> [Exercise task] Render the entries as a Markdown table with the columns Row and Line, starting from the first line of the entries and going on through the line that contains "xmin=325 ymin=212 xmax=390 ymax=278", both ends included. Give each line its row number and leave out any blank lines.

— Begin Records —

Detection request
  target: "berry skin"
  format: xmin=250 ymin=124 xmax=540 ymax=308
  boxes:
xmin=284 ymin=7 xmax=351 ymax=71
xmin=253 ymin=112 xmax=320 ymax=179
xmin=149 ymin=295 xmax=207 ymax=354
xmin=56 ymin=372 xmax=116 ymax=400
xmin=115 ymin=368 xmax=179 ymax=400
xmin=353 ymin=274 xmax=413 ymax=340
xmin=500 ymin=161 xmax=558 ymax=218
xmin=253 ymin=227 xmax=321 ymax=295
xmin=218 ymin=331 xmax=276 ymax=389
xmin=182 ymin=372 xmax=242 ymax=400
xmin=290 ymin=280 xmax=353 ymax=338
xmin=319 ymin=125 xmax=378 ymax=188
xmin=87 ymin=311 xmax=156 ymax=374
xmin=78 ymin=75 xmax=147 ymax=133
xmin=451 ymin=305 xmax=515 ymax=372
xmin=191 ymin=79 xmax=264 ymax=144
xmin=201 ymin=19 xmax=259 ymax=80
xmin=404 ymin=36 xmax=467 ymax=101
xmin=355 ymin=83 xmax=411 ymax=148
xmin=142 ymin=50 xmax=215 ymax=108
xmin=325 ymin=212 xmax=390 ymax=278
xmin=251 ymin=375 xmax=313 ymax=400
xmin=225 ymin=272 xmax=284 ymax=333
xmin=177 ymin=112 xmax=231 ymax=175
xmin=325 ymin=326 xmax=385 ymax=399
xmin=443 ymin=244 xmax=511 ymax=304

— End Records —

> [Exercise answer]
| Row | Line |
|---|---|
| 1 | Detection request |
| 2 |   target: "berry skin" |
| 3 |   format: xmin=250 ymin=124 xmax=540 ymax=308 |
| 4 |   boxes: |
| 5 | xmin=284 ymin=7 xmax=351 ymax=71 |
| 6 | xmin=253 ymin=112 xmax=320 ymax=179 |
| 7 | xmin=149 ymin=295 xmax=207 ymax=354 |
| 8 | xmin=56 ymin=372 xmax=116 ymax=400 |
| 9 | xmin=115 ymin=368 xmax=179 ymax=400 |
| 10 | xmin=353 ymin=274 xmax=413 ymax=340 |
| 11 | xmin=500 ymin=161 xmax=558 ymax=218 |
| 12 | xmin=253 ymin=227 xmax=321 ymax=295 |
| 13 | xmin=218 ymin=331 xmax=276 ymax=389 |
| 14 | xmin=182 ymin=372 xmax=242 ymax=400 |
| 15 | xmin=290 ymin=280 xmax=353 ymax=338 |
| 16 | xmin=319 ymin=125 xmax=378 ymax=188 |
| 17 | xmin=87 ymin=311 xmax=156 ymax=374 |
| 18 | xmin=78 ymin=75 xmax=147 ymax=133 |
| 19 | xmin=451 ymin=305 xmax=515 ymax=372 |
| 20 | xmin=191 ymin=79 xmax=264 ymax=144 |
| 21 | xmin=201 ymin=19 xmax=259 ymax=80 |
| 22 | xmin=404 ymin=36 xmax=467 ymax=101 |
| 23 | xmin=355 ymin=83 xmax=411 ymax=148 |
| 24 | xmin=142 ymin=50 xmax=215 ymax=108 |
| 25 | xmin=325 ymin=212 xmax=390 ymax=278 |